Exercise instructions –
The entries below must be copied exactly as they are.

Dataset content –
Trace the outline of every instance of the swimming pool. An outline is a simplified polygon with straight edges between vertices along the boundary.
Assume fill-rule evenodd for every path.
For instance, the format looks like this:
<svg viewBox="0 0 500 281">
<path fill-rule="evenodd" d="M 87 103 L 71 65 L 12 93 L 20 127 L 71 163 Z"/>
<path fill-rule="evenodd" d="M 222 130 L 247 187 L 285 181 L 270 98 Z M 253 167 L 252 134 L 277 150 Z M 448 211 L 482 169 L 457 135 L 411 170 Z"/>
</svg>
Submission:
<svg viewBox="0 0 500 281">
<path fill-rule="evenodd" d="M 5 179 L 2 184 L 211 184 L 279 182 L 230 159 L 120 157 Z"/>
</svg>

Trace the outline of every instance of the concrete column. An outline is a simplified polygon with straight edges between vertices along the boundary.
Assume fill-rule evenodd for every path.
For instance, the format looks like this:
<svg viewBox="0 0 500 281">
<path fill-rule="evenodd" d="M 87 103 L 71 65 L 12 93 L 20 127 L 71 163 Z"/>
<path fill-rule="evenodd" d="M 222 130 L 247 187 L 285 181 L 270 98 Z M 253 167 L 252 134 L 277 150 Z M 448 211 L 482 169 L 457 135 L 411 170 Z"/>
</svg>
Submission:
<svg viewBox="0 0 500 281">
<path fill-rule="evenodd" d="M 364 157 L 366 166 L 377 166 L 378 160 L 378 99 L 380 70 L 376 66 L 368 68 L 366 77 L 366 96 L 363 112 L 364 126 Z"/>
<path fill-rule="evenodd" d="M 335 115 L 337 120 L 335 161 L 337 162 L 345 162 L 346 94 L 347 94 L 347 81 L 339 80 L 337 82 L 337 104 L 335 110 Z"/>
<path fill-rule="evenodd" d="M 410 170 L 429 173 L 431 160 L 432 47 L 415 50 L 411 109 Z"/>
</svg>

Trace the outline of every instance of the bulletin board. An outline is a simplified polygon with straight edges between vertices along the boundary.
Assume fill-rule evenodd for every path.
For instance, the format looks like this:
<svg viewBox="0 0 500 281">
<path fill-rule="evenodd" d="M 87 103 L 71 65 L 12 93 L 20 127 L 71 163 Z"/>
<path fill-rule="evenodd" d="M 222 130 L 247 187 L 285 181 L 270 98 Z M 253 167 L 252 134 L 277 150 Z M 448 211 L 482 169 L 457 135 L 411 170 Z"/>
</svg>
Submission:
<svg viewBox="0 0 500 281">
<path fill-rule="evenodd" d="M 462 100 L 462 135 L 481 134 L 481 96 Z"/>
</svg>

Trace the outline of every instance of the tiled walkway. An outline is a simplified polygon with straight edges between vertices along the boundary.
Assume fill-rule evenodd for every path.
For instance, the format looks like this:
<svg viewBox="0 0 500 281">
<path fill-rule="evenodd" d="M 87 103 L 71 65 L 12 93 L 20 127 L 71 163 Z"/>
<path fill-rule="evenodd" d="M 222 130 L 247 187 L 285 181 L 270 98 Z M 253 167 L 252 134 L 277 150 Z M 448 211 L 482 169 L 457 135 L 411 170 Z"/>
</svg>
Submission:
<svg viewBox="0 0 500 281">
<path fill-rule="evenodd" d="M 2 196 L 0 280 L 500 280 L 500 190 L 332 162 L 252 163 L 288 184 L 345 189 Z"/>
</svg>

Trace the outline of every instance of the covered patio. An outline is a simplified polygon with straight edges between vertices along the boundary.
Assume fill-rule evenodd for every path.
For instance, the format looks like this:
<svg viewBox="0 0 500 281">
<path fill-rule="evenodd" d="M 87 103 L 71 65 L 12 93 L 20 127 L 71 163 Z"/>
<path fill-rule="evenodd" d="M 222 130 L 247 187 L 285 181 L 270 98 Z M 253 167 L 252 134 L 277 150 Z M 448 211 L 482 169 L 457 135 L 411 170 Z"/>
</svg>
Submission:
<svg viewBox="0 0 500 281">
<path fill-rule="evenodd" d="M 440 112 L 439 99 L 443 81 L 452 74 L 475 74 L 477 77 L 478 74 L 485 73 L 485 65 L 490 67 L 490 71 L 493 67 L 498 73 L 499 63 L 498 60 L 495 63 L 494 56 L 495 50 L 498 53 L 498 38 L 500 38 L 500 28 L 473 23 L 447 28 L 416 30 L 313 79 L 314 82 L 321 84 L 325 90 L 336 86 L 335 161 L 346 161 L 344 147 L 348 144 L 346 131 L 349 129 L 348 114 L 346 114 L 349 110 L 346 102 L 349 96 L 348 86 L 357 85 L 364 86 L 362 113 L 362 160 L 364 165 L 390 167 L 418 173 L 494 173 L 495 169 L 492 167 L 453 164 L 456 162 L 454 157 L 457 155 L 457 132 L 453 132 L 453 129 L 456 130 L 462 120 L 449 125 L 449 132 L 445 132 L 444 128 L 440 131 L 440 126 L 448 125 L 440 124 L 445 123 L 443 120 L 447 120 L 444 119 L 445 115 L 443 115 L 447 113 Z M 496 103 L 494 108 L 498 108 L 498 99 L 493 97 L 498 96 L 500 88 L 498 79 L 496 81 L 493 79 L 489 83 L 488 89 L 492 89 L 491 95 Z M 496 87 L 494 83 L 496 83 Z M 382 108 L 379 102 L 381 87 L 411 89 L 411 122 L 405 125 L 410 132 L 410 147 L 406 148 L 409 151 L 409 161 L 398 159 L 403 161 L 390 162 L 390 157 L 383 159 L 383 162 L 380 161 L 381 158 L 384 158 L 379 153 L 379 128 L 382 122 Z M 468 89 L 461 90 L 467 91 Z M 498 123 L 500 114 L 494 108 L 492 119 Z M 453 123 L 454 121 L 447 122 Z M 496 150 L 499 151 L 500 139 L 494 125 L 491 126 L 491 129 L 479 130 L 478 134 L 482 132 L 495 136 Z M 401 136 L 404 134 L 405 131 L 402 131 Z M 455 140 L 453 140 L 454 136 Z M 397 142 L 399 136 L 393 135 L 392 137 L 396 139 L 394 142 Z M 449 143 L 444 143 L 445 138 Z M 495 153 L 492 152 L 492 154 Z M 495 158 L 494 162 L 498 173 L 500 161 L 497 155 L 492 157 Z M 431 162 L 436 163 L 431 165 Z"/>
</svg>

Solution to the exercise –
Trace the outline of every instance of the swimming pool. An outline is a simplified polygon with straight edges between vertices along the boundary.
Assume fill-rule evenodd for every path.
For instance, the format looks like this:
<svg viewBox="0 0 500 281">
<path fill-rule="evenodd" d="M 87 103 L 71 65 L 12 93 L 20 127 L 71 163 Z"/>
<path fill-rule="evenodd" d="M 222 130 L 247 187 L 285 181 L 270 98 Z M 253 167 L 252 134 L 277 150 Z M 448 211 L 482 169 L 457 135 L 411 170 Z"/>
</svg>
Submission:
<svg viewBox="0 0 500 281">
<path fill-rule="evenodd" d="M 5 179 L 2 184 L 211 184 L 279 182 L 230 159 L 120 157 Z"/>
</svg>

Trace the outline of every instance of the concrete column. An outline is a simplified polygon with straight edges between vertices along the boundary.
Assume fill-rule evenodd for every path.
For instance, the format looks like this:
<svg viewBox="0 0 500 281">
<path fill-rule="evenodd" d="M 87 103 L 71 65 L 12 93 L 20 127 L 71 163 Z"/>
<path fill-rule="evenodd" d="M 222 130 L 247 187 L 285 181 L 270 98 Z M 253 167 L 252 134 L 277 150 Z M 448 211 L 482 169 L 457 135 L 411 170 Z"/>
</svg>
Submission:
<svg viewBox="0 0 500 281">
<path fill-rule="evenodd" d="M 364 157 L 366 166 L 377 166 L 378 160 L 378 99 L 380 70 L 376 66 L 368 68 L 366 77 L 366 96 L 363 112 L 364 126 Z"/>
<path fill-rule="evenodd" d="M 335 115 L 337 120 L 335 161 L 337 162 L 345 162 L 346 94 L 347 94 L 347 81 L 339 80 L 337 82 L 337 104 L 335 110 Z"/>
<path fill-rule="evenodd" d="M 410 170 L 429 173 L 431 160 L 432 47 L 415 50 L 411 109 Z"/>
</svg>

Trace the outline of every instance of the bulletin board. An outline is a simplified polygon with straight edges between vertices along the boundary.
Assume fill-rule evenodd for every path.
For instance, the format looks like this:
<svg viewBox="0 0 500 281">
<path fill-rule="evenodd" d="M 87 103 L 71 65 L 12 93 L 20 127 L 71 163 Z"/>
<path fill-rule="evenodd" d="M 222 130 L 247 187 L 285 181 L 270 98 Z M 253 167 L 252 134 L 277 150 Z M 448 211 L 482 169 L 457 135 L 411 170 Z"/>
</svg>
Submission:
<svg viewBox="0 0 500 281">
<path fill-rule="evenodd" d="M 462 100 L 462 135 L 481 134 L 481 96 Z"/>
</svg>

Trace the outline of every instance of the tiled walkway. An outline is a simplified polygon with straight edges between vertices along the boundary.
Assume fill-rule evenodd for every path.
For instance, the format looks like this:
<svg viewBox="0 0 500 281">
<path fill-rule="evenodd" d="M 87 103 L 71 65 L 12 93 L 20 127 L 71 163 Z"/>
<path fill-rule="evenodd" d="M 222 130 L 247 187 L 285 181 L 270 98 Z M 253 167 L 252 134 L 277 150 Z M 448 211 L 482 169 L 457 135 L 411 170 Z"/>
</svg>
Submission:
<svg viewBox="0 0 500 281">
<path fill-rule="evenodd" d="M 2 196 L 0 280 L 500 280 L 500 190 L 332 162 L 252 163 L 288 184 L 345 189 Z"/>
</svg>

Trace the outline of every instance of the covered patio. An outline is a simplified polygon with straight edges between vertices along the boundary.
Assume fill-rule evenodd for every path.
For instance, the format looks like this:
<svg viewBox="0 0 500 281">
<path fill-rule="evenodd" d="M 87 103 L 71 65 L 12 93 L 20 127 L 71 163 Z"/>
<path fill-rule="evenodd" d="M 222 130 L 247 187 L 285 181 L 270 98 Z M 253 167 L 252 134 L 277 150 Z M 448 211 L 482 169 L 457 135 L 411 170 Z"/>
</svg>
Submission:
<svg viewBox="0 0 500 281">
<path fill-rule="evenodd" d="M 440 112 L 439 99 L 443 81 L 452 74 L 475 74 L 477 77 L 478 74 L 485 73 L 485 65 L 490 67 L 490 71 L 493 67 L 498 73 L 499 63 L 498 60 L 495 63 L 494 56 L 495 50 L 498 53 L 498 38 L 500 38 L 500 28 L 473 23 L 447 28 L 416 30 L 313 79 L 314 82 L 321 84 L 325 90 L 336 86 L 335 161 L 346 161 L 344 147 L 348 144 L 346 131 L 349 129 L 348 114 L 346 114 L 349 110 L 346 102 L 349 96 L 348 86 L 357 85 L 364 86 L 362 113 L 362 160 L 364 165 L 390 167 L 418 173 L 494 173 L 495 169 L 492 167 L 453 164 L 456 162 L 454 157 L 457 155 L 457 132 L 453 132 L 453 129 L 456 130 L 462 120 L 449 125 L 449 132 L 445 132 L 444 128 L 440 131 L 440 126 L 448 125 L 440 124 L 445 123 L 443 120 L 447 120 L 444 119 L 445 115 L 443 115 L 447 113 Z M 496 103 L 494 108 L 498 108 L 498 99 L 493 97 L 498 96 L 500 88 L 498 79 L 496 81 L 493 79 L 489 83 L 488 89 L 492 89 L 491 95 Z M 496 87 L 494 83 L 496 83 Z M 382 108 L 379 102 L 381 87 L 411 89 L 411 122 L 405 125 L 410 132 L 410 147 L 406 148 L 409 151 L 409 161 L 398 159 L 403 161 L 390 162 L 390 157 L 383 159 L 383 162 L 380 161 L 381 158 L 384 158 L 379 153 L 379 128 L 382 122 Z M 468 89 L 461 90 L 467 91 Z M 498 123 L 500 114 L 494 108 L 492 119 Z M 453 123 L 454 121 L 447 122 Z M 496 150 L 499 151 L 500 139 L 494 125 L 491 126 L 491 129 L 479 130 L 478 134 L 482 132 L 495 136 Z M 401 136 L 404 134 L 405 131 L 402 131 Z M 455 140 L 453 140 L 454 136 Z M 397 142 L 399 136 L 393 135 L 392 137 L 396 139 L 394 142 Z M 449 143 L 444 143 L 445 138 Z M 495 153 L 492 152 L 492 154 Z M 495 158 L 494 162 L 498 173 L 500 161 L 497 155 L 492 157 Z M 431 162 L 436 163 L 431 165 Z"/>
</svg>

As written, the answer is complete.